> _EXCERPT PROVIDED_
===============
To get started with pairing and connecting your buzz with the OAK-D, run this demo script - https://github.com/dhruvsheth-ai/HapticCV/blob/main/test-a-buzz/buzz_with_oak.py

To run the script -

All the models have been uploaded in the models folder to be used throughout the project.

$ git clone https://github.com/dhruvsheth-ai/HapticCV.git
$ cd test-a-buzz
$ python3 buzz_with_oak.py

After a couple of seconds, both devices have callibrated and perform inference in sync. In this demo, it simply connects the OAK-D and Buzz through a script, to be callibrated for further demos. Press `q` or ctrl + c to stop the inference.

Computer Vision Models we'll be using-

We'll be using three different models depending on our use case. The first model, face-detection for densely populated pedestrian routes, to avoid accidents with pedestrians. The second, pedestrian-vehicle-detector to alert based on both, pedestrians as well as vehicles, the most robust model, and the third, vehicle-detection, specifically built to alert based on cars, trucks, vans or lorries while cycling on highways to prevent the root cause of accidents. The user can definitely choose which model he wishes to run depending on the route, which makes this project practical and robust.

TL;DR? Here's a flow chart to sum it up!

1) face-detection-retail-0004 Model, which is a state-of-the-art face detection model that performs inference at high FPS, with low energy consumption suited for our use-case.

This is a pretrained OpenVINO Model, which is an Optimised MobileNet SSD Model used to run on Edge AI devices.

Convolutional Architecture of the Model we'll be using -

The network features a default MobileNet backbone that includes depth-wise convolutions to reduce the amount of computation for the 3x3 convolution block.

Face detector based on SqueezeNet light (half-channels) as a backbone with a single SSD for indoor/outdoor scenes shot by a front-facing camera. The backbone consists of fire modules to reduce the number of computations. The single SSD head from 1/16 scale feature map has nine clustered prior boxes.

More info here

These images show how Face detection Model accurately detects my face. This model is running on the OAK-D, and the left preview shows the Depth Map of the corresponding RGB image. Bounding Boxes are resized to be displayed on Depth Map as well, for a better view of the Detected object in Spatial Plane. Also, the X, Y and Z coordinates will be further used to send signals to the Buzz to indicate which motor has to be vibrated. This will be shown ahead.

Left- Depth MAp. Right- RGB preview with detected Objects

Accurate Inference of the Face Detection Model despite occlusions.

This is a disparity view of the same depth map. Better to visualize.

This is a disparity view of a different colormap. I'll be using various colormaps throughout this post.
===============
(Records from a dataset)
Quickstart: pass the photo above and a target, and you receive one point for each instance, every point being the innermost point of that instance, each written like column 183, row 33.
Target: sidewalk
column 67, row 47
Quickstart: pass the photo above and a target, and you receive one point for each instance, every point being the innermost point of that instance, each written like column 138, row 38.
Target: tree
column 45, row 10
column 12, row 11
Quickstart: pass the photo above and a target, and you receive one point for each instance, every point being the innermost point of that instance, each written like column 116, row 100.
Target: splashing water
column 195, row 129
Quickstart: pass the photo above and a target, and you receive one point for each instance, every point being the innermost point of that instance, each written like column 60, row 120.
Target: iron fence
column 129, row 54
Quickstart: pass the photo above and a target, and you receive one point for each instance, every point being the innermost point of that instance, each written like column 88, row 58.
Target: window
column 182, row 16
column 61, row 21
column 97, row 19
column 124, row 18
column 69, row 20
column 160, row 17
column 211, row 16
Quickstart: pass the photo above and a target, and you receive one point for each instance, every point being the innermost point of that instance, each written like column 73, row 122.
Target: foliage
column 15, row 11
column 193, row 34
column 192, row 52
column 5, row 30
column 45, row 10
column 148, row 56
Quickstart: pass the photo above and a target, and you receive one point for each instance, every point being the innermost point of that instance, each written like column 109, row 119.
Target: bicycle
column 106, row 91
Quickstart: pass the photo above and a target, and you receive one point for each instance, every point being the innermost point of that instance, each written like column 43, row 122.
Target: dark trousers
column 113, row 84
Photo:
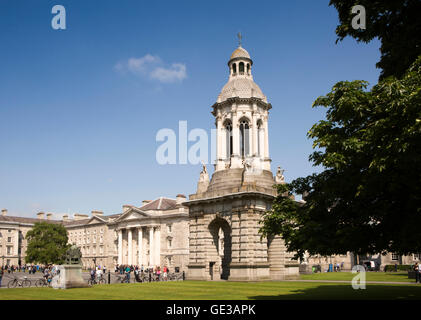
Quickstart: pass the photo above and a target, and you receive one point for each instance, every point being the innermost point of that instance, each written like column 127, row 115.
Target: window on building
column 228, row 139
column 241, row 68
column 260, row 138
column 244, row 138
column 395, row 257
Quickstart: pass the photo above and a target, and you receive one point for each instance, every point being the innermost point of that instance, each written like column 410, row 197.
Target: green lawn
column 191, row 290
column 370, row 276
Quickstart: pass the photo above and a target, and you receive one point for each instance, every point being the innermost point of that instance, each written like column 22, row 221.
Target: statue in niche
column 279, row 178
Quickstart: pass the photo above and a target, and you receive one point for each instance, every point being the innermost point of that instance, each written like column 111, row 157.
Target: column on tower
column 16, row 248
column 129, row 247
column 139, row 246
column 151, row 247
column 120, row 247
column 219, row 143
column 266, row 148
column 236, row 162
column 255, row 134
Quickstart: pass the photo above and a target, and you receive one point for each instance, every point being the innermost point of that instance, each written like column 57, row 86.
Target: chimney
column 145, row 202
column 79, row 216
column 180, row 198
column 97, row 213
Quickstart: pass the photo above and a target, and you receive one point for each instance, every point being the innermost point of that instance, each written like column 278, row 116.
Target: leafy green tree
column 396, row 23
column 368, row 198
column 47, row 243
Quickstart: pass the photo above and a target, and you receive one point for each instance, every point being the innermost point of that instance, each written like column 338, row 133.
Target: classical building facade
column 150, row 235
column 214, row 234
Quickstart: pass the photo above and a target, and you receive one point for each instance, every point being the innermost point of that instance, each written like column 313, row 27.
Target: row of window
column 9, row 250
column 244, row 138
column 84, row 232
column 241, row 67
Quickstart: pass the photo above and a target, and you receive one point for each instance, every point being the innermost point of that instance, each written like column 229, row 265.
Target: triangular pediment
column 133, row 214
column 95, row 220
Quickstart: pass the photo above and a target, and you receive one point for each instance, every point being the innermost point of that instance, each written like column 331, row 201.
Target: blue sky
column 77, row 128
===============
> _INSTRUCTIONS_
1 > According to the excerpt, how many clustered prior boxes does the single SSD head have?
2 > Quote the records from the line containing "338, row 133." through the end of the records.
The excerpt and the records are unrelated to each other.

> _RESULTS OF THE EXERCISE_
1 > Nine.

2 >
Quickstart: pass the photo above and a target, and you receive one point for each instance, every point being the innermost point of that instance, each written like column 338, row 133.
Target: classical building facade
column 150, row 235
column 214, row 234
Quickstart: pass the photo above and a target, and you receive one point for each instance, every point being the innermost point of that instance, each written like column 313, row 27.
Target: row of window
column 9, row 250
column 244, row 138
column 84, row 232
column 241, row 67
Quickstart: pass the photo above and a target, and you receive one point for each instance, every point being the innermost point of that instance, each written like column 229, row 265.
Target: triangular pediment
column 133, row 214
column 95, row 220
Quickstart: pass the photo above and a target, and you receive one point for each instance, every point being the innermost point of that instance, each written like column 331, row 201.
Target: blue sky
column 77, row 128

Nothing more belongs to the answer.